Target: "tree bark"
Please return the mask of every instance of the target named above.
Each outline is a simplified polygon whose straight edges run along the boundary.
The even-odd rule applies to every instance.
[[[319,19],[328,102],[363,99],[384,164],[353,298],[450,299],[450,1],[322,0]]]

--------------------

WHAT YOU HAVE TO DO - When you answer, return each line of the material exactly as it was written.

RESPONSE AREA -
Target: "tree bark"
Please return the mask of every instance of the target named above.
Each outline is a simplified polygon whose straight edges run along the boundary.
The even-odd rule applies to every instance.
[[[319,19],[328,102],[363,99],[384,164],[353,298],[450,299],[450,1],[322,0]]]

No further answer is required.